• _Exercise requirements_:
An exact copy of the lines from the one containing "Objective — one point per instance of the pink" through the end of the material is all that is wanted; transcribe only those.

• _Information supplied_:
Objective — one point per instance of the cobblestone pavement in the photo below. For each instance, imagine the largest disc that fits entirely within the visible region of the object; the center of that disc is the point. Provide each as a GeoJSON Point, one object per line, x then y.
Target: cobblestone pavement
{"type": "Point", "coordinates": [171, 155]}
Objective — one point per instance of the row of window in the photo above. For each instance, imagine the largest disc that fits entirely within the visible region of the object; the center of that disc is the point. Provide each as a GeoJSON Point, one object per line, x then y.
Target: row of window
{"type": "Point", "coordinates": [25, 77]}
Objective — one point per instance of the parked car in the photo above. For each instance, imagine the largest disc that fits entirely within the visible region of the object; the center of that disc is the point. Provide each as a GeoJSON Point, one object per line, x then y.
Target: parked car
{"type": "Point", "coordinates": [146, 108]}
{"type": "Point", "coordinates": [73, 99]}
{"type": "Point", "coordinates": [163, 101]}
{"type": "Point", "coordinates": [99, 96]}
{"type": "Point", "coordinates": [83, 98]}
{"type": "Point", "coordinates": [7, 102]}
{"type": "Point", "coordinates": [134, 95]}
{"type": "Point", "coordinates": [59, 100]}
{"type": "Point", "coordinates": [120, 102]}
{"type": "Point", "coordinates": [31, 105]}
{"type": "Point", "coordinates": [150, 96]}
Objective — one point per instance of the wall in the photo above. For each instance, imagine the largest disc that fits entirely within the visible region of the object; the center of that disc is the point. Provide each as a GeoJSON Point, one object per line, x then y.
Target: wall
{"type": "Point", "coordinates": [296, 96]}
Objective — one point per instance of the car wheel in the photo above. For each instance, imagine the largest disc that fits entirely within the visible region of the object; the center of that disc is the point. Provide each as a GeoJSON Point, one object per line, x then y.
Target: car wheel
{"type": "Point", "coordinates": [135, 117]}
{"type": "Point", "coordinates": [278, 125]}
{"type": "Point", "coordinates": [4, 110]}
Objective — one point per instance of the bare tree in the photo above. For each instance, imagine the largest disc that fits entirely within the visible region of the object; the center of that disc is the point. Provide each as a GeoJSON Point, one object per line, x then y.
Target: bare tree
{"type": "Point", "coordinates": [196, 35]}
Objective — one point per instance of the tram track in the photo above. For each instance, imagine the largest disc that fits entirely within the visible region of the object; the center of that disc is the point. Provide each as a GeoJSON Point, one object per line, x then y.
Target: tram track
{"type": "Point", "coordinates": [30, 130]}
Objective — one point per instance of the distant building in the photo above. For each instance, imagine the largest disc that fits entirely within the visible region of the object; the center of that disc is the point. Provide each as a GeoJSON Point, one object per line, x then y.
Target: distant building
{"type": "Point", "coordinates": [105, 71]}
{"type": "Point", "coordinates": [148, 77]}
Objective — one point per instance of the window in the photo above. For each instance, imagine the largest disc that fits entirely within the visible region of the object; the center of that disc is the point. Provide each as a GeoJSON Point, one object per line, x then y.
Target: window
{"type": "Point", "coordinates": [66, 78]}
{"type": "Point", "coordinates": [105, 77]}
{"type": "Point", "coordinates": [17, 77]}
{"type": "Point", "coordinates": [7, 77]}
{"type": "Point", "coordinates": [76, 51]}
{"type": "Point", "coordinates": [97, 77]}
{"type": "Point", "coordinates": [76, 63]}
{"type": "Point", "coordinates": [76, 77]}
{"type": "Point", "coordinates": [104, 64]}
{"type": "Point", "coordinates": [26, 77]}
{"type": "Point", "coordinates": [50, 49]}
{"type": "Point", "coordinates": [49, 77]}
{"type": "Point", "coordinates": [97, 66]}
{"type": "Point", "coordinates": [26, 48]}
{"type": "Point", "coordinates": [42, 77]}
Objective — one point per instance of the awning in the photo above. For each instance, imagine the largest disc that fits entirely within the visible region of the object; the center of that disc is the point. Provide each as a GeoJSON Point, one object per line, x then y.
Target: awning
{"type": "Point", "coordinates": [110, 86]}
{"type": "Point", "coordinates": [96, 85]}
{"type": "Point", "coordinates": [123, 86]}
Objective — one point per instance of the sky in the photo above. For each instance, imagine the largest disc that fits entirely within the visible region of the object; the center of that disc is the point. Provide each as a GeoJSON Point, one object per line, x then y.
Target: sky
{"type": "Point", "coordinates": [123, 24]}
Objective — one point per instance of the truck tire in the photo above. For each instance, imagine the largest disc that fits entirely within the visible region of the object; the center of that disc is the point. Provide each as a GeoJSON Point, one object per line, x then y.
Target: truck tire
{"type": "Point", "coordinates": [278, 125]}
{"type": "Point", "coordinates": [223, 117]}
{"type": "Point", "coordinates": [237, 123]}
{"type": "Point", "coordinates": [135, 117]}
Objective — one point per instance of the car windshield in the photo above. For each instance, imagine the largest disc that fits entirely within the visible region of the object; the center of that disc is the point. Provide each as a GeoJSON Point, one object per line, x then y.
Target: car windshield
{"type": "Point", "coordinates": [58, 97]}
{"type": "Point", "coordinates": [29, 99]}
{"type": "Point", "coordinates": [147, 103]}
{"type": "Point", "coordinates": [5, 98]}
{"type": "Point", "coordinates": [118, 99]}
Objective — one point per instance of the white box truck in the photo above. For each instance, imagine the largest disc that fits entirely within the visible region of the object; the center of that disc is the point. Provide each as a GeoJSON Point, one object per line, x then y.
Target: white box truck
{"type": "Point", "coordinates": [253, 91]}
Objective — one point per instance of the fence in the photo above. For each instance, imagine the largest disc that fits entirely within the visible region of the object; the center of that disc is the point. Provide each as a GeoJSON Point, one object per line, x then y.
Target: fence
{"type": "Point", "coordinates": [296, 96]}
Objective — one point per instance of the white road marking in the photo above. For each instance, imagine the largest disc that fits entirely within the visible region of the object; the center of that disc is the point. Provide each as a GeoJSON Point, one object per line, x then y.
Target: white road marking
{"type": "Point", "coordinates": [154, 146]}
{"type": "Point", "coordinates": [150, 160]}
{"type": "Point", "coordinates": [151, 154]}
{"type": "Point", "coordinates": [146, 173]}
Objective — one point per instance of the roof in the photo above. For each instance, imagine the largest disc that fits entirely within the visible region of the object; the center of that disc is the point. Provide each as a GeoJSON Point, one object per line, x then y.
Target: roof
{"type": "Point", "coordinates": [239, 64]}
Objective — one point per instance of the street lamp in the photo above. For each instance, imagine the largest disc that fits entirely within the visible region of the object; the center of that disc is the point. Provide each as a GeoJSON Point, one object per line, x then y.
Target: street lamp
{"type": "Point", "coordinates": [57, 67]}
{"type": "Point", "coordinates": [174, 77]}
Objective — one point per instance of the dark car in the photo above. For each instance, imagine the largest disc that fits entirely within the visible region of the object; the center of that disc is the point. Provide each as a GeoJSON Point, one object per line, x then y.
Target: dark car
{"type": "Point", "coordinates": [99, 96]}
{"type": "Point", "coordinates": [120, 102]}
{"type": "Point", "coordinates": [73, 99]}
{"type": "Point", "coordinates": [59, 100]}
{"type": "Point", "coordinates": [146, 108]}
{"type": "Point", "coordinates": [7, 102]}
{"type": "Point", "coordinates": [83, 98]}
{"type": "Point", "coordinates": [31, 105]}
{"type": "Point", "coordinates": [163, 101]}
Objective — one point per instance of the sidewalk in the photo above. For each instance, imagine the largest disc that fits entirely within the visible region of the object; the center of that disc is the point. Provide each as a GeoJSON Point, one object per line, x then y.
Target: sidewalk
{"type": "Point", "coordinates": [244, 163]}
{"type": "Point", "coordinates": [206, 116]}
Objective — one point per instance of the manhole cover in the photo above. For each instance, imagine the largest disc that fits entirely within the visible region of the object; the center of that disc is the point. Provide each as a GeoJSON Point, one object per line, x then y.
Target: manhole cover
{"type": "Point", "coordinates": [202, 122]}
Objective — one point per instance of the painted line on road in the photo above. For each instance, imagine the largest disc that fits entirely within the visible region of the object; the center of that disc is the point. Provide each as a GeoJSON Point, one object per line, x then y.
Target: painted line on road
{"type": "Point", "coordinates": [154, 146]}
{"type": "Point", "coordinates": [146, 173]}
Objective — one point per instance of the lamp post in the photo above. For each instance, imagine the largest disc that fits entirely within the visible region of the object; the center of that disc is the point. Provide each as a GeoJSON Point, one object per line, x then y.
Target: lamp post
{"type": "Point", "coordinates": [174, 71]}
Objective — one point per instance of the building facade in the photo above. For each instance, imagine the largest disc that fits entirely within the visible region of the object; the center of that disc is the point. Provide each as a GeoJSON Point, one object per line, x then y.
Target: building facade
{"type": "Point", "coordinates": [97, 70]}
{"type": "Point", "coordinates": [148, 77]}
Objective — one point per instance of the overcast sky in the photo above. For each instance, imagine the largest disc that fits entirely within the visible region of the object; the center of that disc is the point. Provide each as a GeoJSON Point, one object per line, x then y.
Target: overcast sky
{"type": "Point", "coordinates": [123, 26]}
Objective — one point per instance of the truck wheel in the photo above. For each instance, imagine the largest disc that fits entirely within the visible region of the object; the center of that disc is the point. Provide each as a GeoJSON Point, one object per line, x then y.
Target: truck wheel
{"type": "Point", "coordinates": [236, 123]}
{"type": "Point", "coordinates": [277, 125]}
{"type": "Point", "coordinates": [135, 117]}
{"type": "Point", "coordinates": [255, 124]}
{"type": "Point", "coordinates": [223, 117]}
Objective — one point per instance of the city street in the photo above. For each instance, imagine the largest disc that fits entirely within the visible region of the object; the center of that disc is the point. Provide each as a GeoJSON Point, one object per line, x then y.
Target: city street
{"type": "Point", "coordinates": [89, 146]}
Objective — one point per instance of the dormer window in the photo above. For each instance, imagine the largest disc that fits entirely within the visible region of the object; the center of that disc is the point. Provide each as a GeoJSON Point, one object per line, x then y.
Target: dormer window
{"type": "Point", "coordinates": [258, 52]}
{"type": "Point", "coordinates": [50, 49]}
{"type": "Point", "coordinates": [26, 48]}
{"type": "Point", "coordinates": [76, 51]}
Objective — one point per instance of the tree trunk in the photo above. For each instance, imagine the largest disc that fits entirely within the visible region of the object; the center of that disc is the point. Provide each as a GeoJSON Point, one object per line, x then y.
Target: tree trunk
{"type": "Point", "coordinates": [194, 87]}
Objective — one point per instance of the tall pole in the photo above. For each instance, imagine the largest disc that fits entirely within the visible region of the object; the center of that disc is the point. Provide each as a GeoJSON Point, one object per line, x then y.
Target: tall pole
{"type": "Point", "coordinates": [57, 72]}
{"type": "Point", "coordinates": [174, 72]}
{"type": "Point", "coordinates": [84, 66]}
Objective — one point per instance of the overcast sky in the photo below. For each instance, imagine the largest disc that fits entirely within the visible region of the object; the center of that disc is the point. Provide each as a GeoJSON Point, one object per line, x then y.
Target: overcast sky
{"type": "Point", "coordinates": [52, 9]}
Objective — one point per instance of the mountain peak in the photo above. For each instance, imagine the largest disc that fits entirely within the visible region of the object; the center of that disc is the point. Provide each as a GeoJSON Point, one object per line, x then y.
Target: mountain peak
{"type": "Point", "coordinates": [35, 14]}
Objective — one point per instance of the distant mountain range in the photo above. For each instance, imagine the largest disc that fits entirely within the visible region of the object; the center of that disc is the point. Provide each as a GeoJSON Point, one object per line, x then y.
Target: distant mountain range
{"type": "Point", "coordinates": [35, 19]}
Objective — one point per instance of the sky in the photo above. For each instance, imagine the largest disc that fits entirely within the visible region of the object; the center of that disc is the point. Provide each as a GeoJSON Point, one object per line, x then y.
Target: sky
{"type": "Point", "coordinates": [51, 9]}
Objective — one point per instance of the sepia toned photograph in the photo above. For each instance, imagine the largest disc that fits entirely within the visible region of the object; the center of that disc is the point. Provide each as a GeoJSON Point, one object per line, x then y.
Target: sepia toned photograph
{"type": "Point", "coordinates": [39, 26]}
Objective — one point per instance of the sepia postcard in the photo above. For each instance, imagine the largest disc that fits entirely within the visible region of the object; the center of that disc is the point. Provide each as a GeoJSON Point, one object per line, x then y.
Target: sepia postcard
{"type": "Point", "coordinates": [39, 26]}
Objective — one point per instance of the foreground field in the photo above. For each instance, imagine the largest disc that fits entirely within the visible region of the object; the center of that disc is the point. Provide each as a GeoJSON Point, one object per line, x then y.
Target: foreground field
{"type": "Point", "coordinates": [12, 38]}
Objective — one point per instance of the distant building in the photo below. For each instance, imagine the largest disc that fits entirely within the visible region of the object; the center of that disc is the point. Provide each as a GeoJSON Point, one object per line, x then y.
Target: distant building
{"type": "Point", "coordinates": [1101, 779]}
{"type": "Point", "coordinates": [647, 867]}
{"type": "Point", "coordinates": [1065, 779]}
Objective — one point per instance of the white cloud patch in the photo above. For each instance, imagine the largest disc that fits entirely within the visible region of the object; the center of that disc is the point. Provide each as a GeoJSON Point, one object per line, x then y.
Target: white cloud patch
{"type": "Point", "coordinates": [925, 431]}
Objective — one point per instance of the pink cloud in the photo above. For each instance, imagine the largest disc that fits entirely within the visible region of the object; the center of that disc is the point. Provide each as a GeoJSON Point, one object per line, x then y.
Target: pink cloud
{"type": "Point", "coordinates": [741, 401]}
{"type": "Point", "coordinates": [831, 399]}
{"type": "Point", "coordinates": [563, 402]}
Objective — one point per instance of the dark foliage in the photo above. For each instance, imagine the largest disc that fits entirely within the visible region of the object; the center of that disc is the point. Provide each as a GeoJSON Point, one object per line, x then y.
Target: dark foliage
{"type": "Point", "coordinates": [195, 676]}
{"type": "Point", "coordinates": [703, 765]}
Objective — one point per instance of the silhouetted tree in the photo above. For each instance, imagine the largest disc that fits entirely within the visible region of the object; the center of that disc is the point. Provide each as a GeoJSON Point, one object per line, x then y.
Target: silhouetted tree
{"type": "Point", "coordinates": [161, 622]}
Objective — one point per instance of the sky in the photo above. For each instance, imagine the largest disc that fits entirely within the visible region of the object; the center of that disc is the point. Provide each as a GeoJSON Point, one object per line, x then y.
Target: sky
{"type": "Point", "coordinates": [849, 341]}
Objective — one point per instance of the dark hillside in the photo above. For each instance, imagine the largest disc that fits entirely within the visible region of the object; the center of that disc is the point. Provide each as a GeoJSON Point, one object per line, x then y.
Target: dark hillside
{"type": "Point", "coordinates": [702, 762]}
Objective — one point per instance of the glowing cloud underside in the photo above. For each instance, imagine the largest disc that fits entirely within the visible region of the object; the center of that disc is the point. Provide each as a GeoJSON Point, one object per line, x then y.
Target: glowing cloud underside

• _Response area_:
Objective — one point per instance of the pink cloud in the photo above. For each instance, imagine the largest disc that fits entirely within the visible region of the object; the center of that disc is the point. Provide each as a GeoJSON Point, one object per line, x then y.
Target: pink cloud
{"type": "Point", "coordinates": [741, 401]}
{"type": "Point", "coordinates": [831, 399]}
{"type": "Point", "coordinates": [563, 402]}
Objective — one point per instance of the dark foliage in the photo above. For each instance, imagine the largest disc that fits entirely within the visible region of the object; the center of that disc is the point. Provide each as a GeoJSON Point, one object per line, x then y.
Target: dark foliage
{"type": "Point", "coordinates": [195, 676]}
{"type": "Point", "coordinates": [703, 765]}
Objective — one point per instance of the silhouetted tree in the photo above. For each instance, imagine the largest disc that fits entirely within the visible region of the object; the center of that disc is the point. Provide each as a GeoJSON Point, one object per line, x then y.
Target: silhouetted tree
{"type": "Point", "coordinates": [161, 622]}
Objective — one point per instance of the sky in the photo above. For each instance, imagine the largest disc that fits entirely within the visible region of the object; the center of that disc is the point. Provide each as a GeoJSON Point, one object per line, x then y.
Target: sky
{"type": "Point", "coordinates": [849, 341]}
Objective — one point per instance of the dark hillside in the photo above. For each instance, imagine the largest disc that fits entirely within the visible region of the object; the center of that disc is the point. Provide each as a GeoJSON Point, one object per line, x then y.
Target: dark hillside
{"type": "Point", "coordinates": [702, 762]}
Objective — one point per instance of the glowing cloud underside in the photo above. For each instance, imagine the largest disc that fits entirely within the visible region of the object; the center of that disc is the point. Provide each as a GeoJSON Point, one object per line, x then y.
Target: glowing cloud underside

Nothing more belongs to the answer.